## Data for the task
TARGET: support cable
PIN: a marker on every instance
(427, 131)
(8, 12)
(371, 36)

## Prompt
Lay out each line of the records as a JSON list of strings, one string per line, leaving out any blank lines.

## Complete answer
[
  "TARGET: support cable",
  "PIN: a marker on every instance",
  "(427, 131)",
  "(8, 12)",
  "(371, 36)"
]